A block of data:
┄┄┄┄┄┄┄┄┄┄
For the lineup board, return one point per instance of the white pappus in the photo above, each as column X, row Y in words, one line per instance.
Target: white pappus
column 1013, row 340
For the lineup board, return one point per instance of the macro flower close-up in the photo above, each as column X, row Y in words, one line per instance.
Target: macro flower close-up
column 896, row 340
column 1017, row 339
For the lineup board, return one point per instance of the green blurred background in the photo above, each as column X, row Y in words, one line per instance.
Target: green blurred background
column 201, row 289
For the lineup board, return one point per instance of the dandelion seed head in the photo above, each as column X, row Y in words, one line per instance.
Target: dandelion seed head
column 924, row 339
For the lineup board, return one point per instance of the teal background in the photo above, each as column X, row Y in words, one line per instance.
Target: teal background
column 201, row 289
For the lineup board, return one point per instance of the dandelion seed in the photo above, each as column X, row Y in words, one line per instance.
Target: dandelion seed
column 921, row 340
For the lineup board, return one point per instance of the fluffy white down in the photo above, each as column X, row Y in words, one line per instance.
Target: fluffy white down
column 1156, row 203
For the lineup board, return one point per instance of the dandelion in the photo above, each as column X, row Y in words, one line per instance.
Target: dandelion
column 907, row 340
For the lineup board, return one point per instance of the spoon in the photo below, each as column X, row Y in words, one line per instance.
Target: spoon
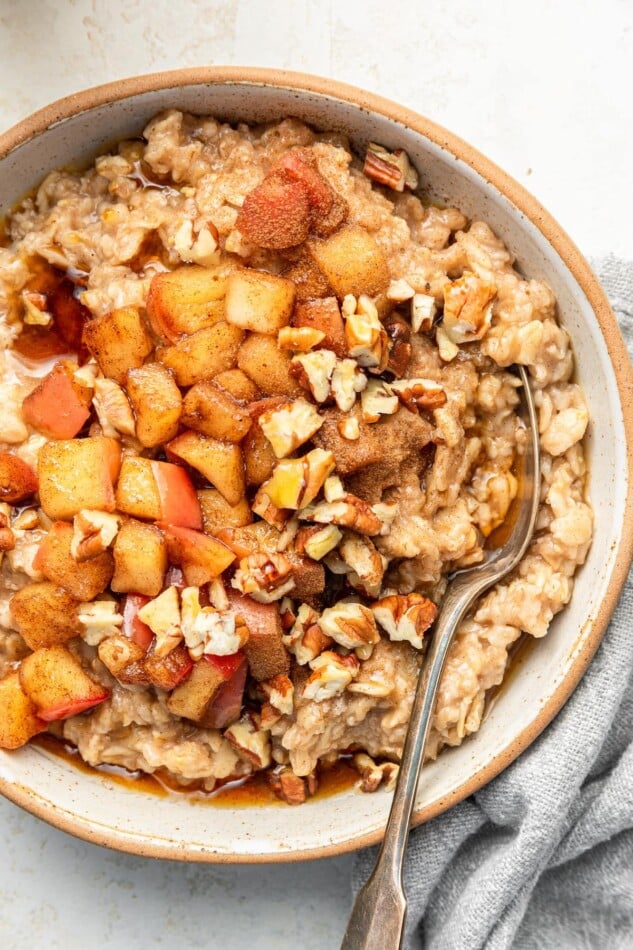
┄┄┄┄┄┄┄┄┄┄
• [OBJECTIVE]:
Print every line of the records above verbatim, leaving out the pictures.

• [PROBLEM SOLUTION]:
For the lineup board, return one point per instance of the white pappus in the photo above, each as column X, row Y in words, one line per instance.
Target: white pappus
column 1013, row 340
For the lineup board, return one point per instance of the macro flower close-up in the photo above, each as column X, row Y in words, one line per instance.
Target: macro flower close-up
column 896, row 340
column 1017, row 339
For the lineup board, return one point per instance of the green blurred background in the photo above, each as column X, row Y in words, one line per instance.
Target: green blurred background
column 201, row 289
For the lineup board, return one point per instance of the dandelion seed head in the photo above, each as column X, row Y in words, one line per instance.
Target: dandelion seed head
column 924, row 339
For the lineup board, return one point per instance of the teal background in the photo above, each as column X, row Y in words, one line per instance.
Target: teal background
column 201, row 289
For the lineup board, return one point per instance of the dandelion seed in the photo above, each as column X, row Y in words, one line per instance.
Target: dandelion seed
column 921, row 340
For the lineup board, return one point per instance of the fluffy white down in the photo above, each as column X, row Y in words, one line per instance.
Target: fluffy white down
column 1156, row 203
For the lineup board, return one point per instance of the dandelion in the photo above, each as column X, row Y in words, one line per instance.
Target: dandelion
column 907, row 340
For the lineup board, return one point per instance of the spoon in the photo below, each as column X, row Y in words, one line per instance.
Target: spoon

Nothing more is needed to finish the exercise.